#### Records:
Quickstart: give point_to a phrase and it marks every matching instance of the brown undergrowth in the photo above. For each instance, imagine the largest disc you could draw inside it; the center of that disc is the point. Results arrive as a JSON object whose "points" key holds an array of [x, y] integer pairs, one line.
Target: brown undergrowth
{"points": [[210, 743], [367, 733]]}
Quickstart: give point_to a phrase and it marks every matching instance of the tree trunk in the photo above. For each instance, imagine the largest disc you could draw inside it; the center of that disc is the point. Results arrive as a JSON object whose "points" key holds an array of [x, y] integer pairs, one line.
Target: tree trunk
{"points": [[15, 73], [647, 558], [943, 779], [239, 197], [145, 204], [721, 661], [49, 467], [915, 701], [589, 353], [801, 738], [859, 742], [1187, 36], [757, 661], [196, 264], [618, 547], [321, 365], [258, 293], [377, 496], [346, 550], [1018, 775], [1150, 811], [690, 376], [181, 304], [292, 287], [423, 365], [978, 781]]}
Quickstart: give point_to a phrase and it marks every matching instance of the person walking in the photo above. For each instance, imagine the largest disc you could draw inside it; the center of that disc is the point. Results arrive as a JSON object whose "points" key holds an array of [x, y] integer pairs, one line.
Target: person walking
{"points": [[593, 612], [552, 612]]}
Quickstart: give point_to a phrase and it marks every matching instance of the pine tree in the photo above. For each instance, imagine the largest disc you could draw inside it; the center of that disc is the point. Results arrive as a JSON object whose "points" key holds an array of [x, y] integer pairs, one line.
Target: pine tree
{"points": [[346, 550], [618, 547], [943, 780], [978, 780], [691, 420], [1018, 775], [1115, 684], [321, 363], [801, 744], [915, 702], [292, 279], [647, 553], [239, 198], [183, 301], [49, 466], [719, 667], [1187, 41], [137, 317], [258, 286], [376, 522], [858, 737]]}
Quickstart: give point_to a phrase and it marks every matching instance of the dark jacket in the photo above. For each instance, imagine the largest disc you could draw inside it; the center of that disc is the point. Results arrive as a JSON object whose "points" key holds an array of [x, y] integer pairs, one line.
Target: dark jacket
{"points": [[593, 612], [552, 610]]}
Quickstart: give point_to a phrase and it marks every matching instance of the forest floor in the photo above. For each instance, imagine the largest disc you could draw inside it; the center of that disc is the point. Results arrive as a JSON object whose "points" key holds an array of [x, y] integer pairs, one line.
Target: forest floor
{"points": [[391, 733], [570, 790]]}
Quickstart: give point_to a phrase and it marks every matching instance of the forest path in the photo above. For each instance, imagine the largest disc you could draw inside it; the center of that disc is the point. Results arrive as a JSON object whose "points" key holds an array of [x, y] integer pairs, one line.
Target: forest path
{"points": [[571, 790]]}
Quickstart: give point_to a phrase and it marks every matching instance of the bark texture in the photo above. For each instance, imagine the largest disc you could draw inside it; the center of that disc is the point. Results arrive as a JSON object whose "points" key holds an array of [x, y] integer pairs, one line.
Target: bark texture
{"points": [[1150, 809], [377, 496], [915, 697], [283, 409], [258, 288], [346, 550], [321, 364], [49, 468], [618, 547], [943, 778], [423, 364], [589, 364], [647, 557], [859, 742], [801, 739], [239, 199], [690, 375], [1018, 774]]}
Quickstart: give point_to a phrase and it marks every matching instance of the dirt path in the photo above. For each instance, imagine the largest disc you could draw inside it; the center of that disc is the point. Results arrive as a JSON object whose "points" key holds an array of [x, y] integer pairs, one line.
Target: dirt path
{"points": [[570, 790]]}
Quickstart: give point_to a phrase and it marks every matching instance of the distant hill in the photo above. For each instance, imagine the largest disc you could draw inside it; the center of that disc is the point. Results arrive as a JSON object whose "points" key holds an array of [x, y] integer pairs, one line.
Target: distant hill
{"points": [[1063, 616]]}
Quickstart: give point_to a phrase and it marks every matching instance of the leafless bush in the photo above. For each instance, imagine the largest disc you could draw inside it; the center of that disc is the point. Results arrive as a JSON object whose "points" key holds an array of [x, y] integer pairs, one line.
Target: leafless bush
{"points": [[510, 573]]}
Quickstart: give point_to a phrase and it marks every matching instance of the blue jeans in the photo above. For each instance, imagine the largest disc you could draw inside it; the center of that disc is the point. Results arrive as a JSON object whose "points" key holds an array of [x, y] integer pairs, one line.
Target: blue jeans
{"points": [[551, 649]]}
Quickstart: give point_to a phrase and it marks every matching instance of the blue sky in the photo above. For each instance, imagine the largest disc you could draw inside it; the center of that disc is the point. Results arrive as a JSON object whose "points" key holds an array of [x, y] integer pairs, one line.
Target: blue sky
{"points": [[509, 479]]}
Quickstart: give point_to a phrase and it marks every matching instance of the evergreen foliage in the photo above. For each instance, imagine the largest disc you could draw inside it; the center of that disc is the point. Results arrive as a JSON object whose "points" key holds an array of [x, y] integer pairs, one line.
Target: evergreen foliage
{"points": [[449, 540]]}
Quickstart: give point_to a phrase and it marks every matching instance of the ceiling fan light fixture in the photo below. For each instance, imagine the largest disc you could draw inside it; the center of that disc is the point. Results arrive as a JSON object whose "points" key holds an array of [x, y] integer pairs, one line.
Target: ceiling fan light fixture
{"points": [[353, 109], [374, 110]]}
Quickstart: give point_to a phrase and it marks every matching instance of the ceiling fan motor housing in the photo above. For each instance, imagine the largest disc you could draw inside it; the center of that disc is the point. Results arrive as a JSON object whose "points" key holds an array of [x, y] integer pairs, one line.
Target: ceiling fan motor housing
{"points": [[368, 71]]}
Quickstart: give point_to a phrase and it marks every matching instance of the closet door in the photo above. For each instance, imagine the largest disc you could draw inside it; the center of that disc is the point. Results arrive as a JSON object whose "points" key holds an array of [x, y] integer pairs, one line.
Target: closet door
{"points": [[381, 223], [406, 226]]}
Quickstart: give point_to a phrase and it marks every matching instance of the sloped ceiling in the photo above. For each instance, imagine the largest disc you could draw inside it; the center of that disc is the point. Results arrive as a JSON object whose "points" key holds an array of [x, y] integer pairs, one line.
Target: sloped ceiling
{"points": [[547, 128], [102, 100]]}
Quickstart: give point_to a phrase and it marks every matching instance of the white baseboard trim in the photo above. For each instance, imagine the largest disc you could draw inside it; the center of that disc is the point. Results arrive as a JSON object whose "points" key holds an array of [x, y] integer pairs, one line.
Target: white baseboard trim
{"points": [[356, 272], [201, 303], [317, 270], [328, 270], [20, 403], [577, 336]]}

#### Set exercise:
Could you reproduce every record above exactly as it appears?

#### Task output:
Quickstart: give point_to a phrase and it marks every matching instance of the brown undergrowth in the photo above. For each instance, imagine the largest disc you could draw inside it; the center of that disc is the point. Results arrive as a JSON object whose "points" key holds an array of [x, y] integer pairs, one line.
Target: brown undergrowth
{"points": [[210, 743], [367, 733]]}
Quickstart: give point_to a phrase and it marks every matching instance of the tree trunk in the photo above. For each instance, imagine the largest disc you could draw inside it; the center of that disc is the point. Results arrive as a JSON object whose "points" key holds an array of [x, y] integer pairs, one line.
Target: tree trunk
{"points": [[15, 73], [647, 558], [943, 779], [239, 197], [145, 204], [721, 661], [49, 467], [915, 701], [589, 353], [801, 738], [859, 742], [1187, 36], [757, 661], [196, 264], [618, 547], [321, 365], [258, 293], [377, 496], [346, 550], [1018, 775], [1150, 811], [690, 376], [181, 304], [292, 287], [423, 365], [978, 781]]}
Quickstart: give point_to a phrase and it marks every matching instance of the person walking in the photo above. For each instance, imagine the largest disc you could draw inside it; the center of that disc is the point. Results arrive as a JSON object whose "points" key holds an array of [x, y] integer pairs, one line.
Target: person walking
{"points": [[593, 612], [552, 612]]}
Quickstart: give point_to a phrase and it marks every matching instance of the pine tree in the photo above. For each instance, imagine the largest disc you could draw inside it; the center of that disc is the point. Results arrive as a JSON object whose "points" key holds an array of [x, y] integer pairs, one line.
Target: pine tree
{"points": [[346, 550], [618, 547], [943, 780], [978, 780], [691, 420], [1018, 775], [1115, 684], [321, 363], [801, 744], [915, 702], [292, 279], [647, 553], [239, 198], [183, 301], [49, 466], [719, 667], [1187, 41], [137, 317], [258, 286], [376, 522], [858, 737]]}
Quickstart: give point_to a phrase and it marks every matching instance of the dark jacket in the photo above. For each instance, imagine the largest disc you could draw inside it; the center of that disc is the point. Results arrive as a JSON object whose "points" key holds an array of [x, y] integer pairs, one line.
Target: dark jacket
{"points": [[593, 612], [552, 610]]}
Quickstart: give point_to a phrase and it marks every matching instance of the forest floor in the photo above. For each instance, imagine the largest disc you could draw inside it; the center of that disc is the point. Results arrive as a JSON object whose "points" key holds an array of [x, y] integer pairs, one line.
Target: forest floor
{"points": [[391, 733], [570, 790]]}
Quickstart: give point_to a phrase and it marks every matching instance of the forest path in the photo above. For each instance, imagine the largest disc you could draw inside it; the center of that disc is the point. Results arrive as a JSON object whose "points" key holds an array of [x, y] integer pairs, one line.
Target: forest path
{"points": [[571, 790]]}
Quickstart: give point_to a phrase and it marks every matching instance of the bark texture in the photo above. For each instance, imagine the largest disc you could draw inside it; the center of that disc is the point. Results arrive as a JSON object whose "points" key holds an array of [x, y] integer pairs, one line.
Target: bark texture
{"points": [[1150, 809], [377, 496], [915, 697], [283, 409], [258, 288], [346, 550], [321, 364], [49, 468], [618, 547], [943, 778], [423, 364], [589, 364], [647, 557], [859, 742], [801, 739], [239, 199], [690, 375], [1018, 774]]}
Quickstart: give point_to a phrase and it marks every matching instance of the dirt path in the photo above. For each instance, imagine the largest disc you could draw inside it; the center of that disc is the point. Results arrive as a JSON object whose "points" key holds an array of [x, y] integer pairs, one line.
Target: dirt path
{"points": [[570, 790]]}
Quickstart: give point_to a phrase and it marks every matching instance of the distant hill in the photo above. For each instance, imagine the largest disc you could draw inside it; the center of that disc is the point. Results arrive as a JSON object whose "points" key holds an array of [x, y] integer pairs, one line.
Target: distant hill
{"points": [[1063, 616]]}
Quickstart: give point_to a phrase and it marks every matching instance of the leafless bush in the photo above. For each instance, imagine the largest disc you could draw inside it; the center of that disc is the point. Results arrive as a JSON object whose "points" key holds an array of [x, y] integer pairs, one line.
Target: leafless bush
{"points": [[510, 573]]}
Quickstart: give point_to a phrase and it marks every matching instance of the blue jeans in the photo above. For each instance, imagine the largest disc you could draw inside it; the center of that disc is the point. Results arrive as a JSON object whose "points" key holds an array of [x, y] integer pairs, one line.
Target: blue jeans
{"points": [[551, 649]]}
Quickstart: give point_to a phrase and it marks every matching instance of the blue sky in the photo above. For each instance, imagine the largest disc you could draw inside it; the center of that disc is the point. Results arrive as a JSON object whose "points" key holds an array of [x, y] integer pairs, one line.
Target: blue sky
{"points": [[509, 479]]}
Quickstart: give point_to a phrase and it marks every matching instance of the evergreen foliage in the photo above. For each instance, imagine the largest disc you could draw inside it; the center of that disc is the point. Results arrive as a JSON object whose "points" key holds an array of [x, y] integer pairs, one line.
Target: evergreen foliage
{"points": [[449, 540]]}
Quickstart: give point_to a phrase and it marks every matching instance of the ceiling fan light fixture in the photo below. For each instance, imagine the largest disc you could draw inside it; the center of that disc is the point. Results arrive as a JSON object whose "points" key holds an array of [x, y] integer pairs, one line.
Target: ceiling fan light fixture
{"points": [[353, 109], [374, 110]]}
Quickstart: give point_to a phrase and it marks every matching instance of the ceiling fan motor housing in the photo above. For each instance, imagine the largest disc you could draw inside it; the center of that disc is the point. Results arrive as a JSON object whose "points" key holds an array of [x, y] integer pairs, one line.
Target: ceiling fan motor housing
{"points": [[368, 71]]}
Quickstart: give point_to a phrase and it marks every matching instance of the closet door in the photo above. For each instance, imagine the largest disc you could draw inside it; the center of that disc is the point. Results arrive as a JSON object whose "points" key holds an array of [x, y] integer pairs, one line.
Target: closet door
{"points": [[381, 223], [406, 226]]}
Quickstart: give point_to a phrase and it marks every matching instance of the sloped ceiling in the photo above. For each instance, imagine the largest disc you could draw inside it; the center of that disc is the point. Results arrive as a JSON object whose "points" key holds an array of [x, y] integer pairs, one line.
Target: sloped ceiling
{"points": [[547, 128], [102, 100]]}
Quickstart: give point_to a phrase and it marks every matching instance of the white baseboard trim in the photo above. For each instance, imagine the largest disc you could draw inside it; the center of that disc is the point. Results arrive as a JSON object whose "points" key holds an array of [x, y] integer pairs, one line.
Target: white baseboard trim
{"points": [[356, 272], [201, 303], [317, 270], [328, 270], [20, 403], [577, 336]]}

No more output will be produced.